Saved data entries
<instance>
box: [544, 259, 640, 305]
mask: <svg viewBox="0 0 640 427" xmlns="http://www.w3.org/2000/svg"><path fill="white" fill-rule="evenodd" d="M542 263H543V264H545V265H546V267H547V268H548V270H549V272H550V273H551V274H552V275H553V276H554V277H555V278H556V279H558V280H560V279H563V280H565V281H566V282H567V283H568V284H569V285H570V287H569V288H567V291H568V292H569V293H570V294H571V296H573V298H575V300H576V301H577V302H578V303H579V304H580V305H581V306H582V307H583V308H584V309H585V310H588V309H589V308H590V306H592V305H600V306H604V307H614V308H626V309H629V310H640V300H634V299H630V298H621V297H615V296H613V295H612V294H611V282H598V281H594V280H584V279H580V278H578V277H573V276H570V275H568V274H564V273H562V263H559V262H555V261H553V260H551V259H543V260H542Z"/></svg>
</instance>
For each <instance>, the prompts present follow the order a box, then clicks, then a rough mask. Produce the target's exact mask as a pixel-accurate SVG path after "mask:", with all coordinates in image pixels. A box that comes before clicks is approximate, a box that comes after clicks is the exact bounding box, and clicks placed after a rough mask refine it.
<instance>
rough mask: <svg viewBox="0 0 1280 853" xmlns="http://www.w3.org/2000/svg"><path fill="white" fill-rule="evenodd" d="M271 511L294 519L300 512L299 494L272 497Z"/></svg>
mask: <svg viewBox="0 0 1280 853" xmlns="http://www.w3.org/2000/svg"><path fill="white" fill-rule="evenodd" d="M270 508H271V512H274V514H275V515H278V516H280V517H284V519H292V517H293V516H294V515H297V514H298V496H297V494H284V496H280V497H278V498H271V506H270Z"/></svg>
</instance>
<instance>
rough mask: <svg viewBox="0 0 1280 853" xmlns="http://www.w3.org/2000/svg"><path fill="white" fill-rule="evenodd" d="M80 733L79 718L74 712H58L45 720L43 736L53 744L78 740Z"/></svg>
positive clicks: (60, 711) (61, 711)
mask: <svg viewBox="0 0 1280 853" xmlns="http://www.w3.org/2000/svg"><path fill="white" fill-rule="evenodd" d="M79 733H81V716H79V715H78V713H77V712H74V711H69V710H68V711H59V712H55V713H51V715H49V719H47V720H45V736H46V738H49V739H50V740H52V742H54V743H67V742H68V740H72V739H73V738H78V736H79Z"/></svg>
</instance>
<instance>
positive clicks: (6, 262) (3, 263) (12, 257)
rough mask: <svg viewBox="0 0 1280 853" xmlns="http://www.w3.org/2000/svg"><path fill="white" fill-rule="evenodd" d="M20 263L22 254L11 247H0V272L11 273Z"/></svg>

* EXERCISE INSTRUCTIONS: Make a faithful copy of every record above.

* RESPONSE TO THE TASK:
<instance>
box: [544, 259, 640, 305]
mask: <svg viewBox="0 0 640 427" xmlns="http://www.w3.org/2000/svg"><path fill="white" fill-rule="evenodd" d="M542 263H543V264H545V265H546V267H547V268H548V270H549V272H550V273H551V274H552V275H553V276H554V277H555V278H556V279H558V280H560V279H563V280H565V281H566V282H567V283H568V284H569V285H570V287H569V288H567V291H568V292H569V293H570V294H571V296H573V298H575V300H576V301H577V302H578V303H579V304H580V305H581V306H582V307H583V308H584V309H585V310H588V309H589V308H590V306H592V305H600V306H604V307H614V308H626V309H629V310H640V300H634V299H630V298H621V297H615V296H613V295H612V294H611V282H598V281H594V280H584V279H580V278H578V277H573V276H570V275H568V274H564V273H562V263H559V262H555V261H553V260H551V259H543V260H542Z"/></svg>
</instance>
For each <instance>, the prompts present follow the order a box, then clicks, then a rough mask. Produce the target's exact mask as a pixel-accurate SVG path after "mask:", with all coordinates in image pixels. A box that comes before clicks is approximate, a box that comes after clicks is the exact bounding box, and clicks placed after a rough mask refine it.
<instance>
rough mask: <svg viewBox="0 0 1280 853" xmlns="http://www.w3.org/2000/svg"><path fill="white" fill-rule="evenodd" d="M271 511L294 519L300 512L299 494L272 497Z"/></svg>
mask: <svg viewBox="0 0 1280 853" xmlns="http://www.w3.org/2000/svg"><path fill="white" fill-rule="evenodd" d="M270 508H271V512H274V514H275V515H278V516H280V517H284V519H292V517H293V516H294V515H297V514H298V496H297V494H284V496H280V497H278V498H271V506H270Z"/></svg>
</instance>
<instance>
rough mask: <svg viewBox="0 0 1280 853" xmlns="http://www.w3.org/2000/svg"><path fill="white" fill-rule="evenodd" d="M80 733L79 718L74 712H58L45 720L43 736L53 744L78 740Z"/></svg>
positive clicks: (60, 711) (61, 711)
mask: <svg viewBox="0 0 1280 853" xmlns="http://www.w3.org/2000/svg"><path fill="white" fill-rule="evenodd" d="M79 733H81V716H79V715H78V713H77V712H74V711H69V710H68V711H59V712H55V713H51V715H49V719H47V720H45V736H46V738H49V739H50V740H52V742H54V743H67V742H68V740H72V739H73V738H78V736H79Z"/></svg>
</instance>
<instance>
positive clicks: (6, 262) (3, 263) (12, 257)
rough mask: <svg viewBox="0 0 1280 853" xmlns="http://www.w3.org/2000/svg"><path fill="white" fill-rule="evenodd" d="M20 263L22 254L11 247H0V272L11 273Z"/></svg>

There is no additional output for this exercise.